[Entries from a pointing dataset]
============
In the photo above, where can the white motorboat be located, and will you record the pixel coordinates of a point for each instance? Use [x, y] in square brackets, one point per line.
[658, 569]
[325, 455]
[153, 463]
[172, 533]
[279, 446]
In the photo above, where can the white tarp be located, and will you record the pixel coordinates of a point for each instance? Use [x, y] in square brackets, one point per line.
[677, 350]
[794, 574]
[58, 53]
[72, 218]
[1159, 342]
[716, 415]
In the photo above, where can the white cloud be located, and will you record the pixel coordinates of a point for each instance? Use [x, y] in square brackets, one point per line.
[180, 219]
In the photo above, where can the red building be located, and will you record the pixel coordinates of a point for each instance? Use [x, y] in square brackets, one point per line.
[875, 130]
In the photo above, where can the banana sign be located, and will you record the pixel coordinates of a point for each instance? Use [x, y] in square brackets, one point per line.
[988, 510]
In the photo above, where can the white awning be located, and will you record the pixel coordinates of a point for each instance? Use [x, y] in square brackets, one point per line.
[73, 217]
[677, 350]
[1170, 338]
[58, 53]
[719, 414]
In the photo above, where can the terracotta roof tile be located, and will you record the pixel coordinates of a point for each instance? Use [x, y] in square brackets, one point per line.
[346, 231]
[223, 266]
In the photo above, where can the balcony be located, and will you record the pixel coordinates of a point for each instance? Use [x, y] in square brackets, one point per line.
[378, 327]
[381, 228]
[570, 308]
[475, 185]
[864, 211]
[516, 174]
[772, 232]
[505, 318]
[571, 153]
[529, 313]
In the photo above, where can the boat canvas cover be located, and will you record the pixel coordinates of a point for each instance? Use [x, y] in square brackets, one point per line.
============
Task to complete:
Restate the listing in full, word for word.

Answer to this task:
In the photo above, where can the white motorboat be located, and will you record the pixel coordinates of a point for each instance? Use [x, y] in square brackets, one point per line.
[658, 569]
[325, 455]
[153, 463]
[172, 533]
[279, 446]
In the photo above, where can the white tarp be located, and will you record the pixel coordinates of a point for each instance? Use [x, y] in square brackets, one point per line.
[677, 350]
[794, 574]
[58, 53]
[72, 218]
[1159, 342]
[716, 415]
In the photo above, where can the white cloud be located, and will you record the pixel coordinates of a point for each instance? Use [x, y] in square brackets, one point per line.
[180, 219]
In the photo above, where can the red building be located, and will you record the pixel coordinates of a point for each instance? Use [x, y] in square brackets, one point per line.
[875, 130]
In the photo above, where can the banana sign be located, and will you record the pixel coordinates of a point for each instance? Use [x, y] in square brackets, one point per line.
[988, 510]
In the photo above, where can the white awning be located, and will you record the pixel coordinates of a point for each instance? Use [x, y] in square brackets, one point per line.
[73, 217]
[677, 350]
[1170, 338]
[58, 53]
[719, 414]
In the photo above, where can the terracotta roof tile be located, and will you record the pixel coordinates of a point for each instance? Use [x, y] in square brackets, one point per line.
[346, 231]
[223, 266]
In the photo above, where can the balcony be located, and will you record the pixel coordinates of a point for each instance? Use [x, y] in square brackets, one point per line.
[378, 327]
[381, 228]
[570, 308]
[475, 185]
[864, 211]
[516, 174]
[772, 232]
[505, 318]
[571, 153]
[529, 313]
In the photo above, where can the boat canvas cover be located, and will you record the pixel coordinates of a point for each instance? Use [x, y] in square brackets, one point per line.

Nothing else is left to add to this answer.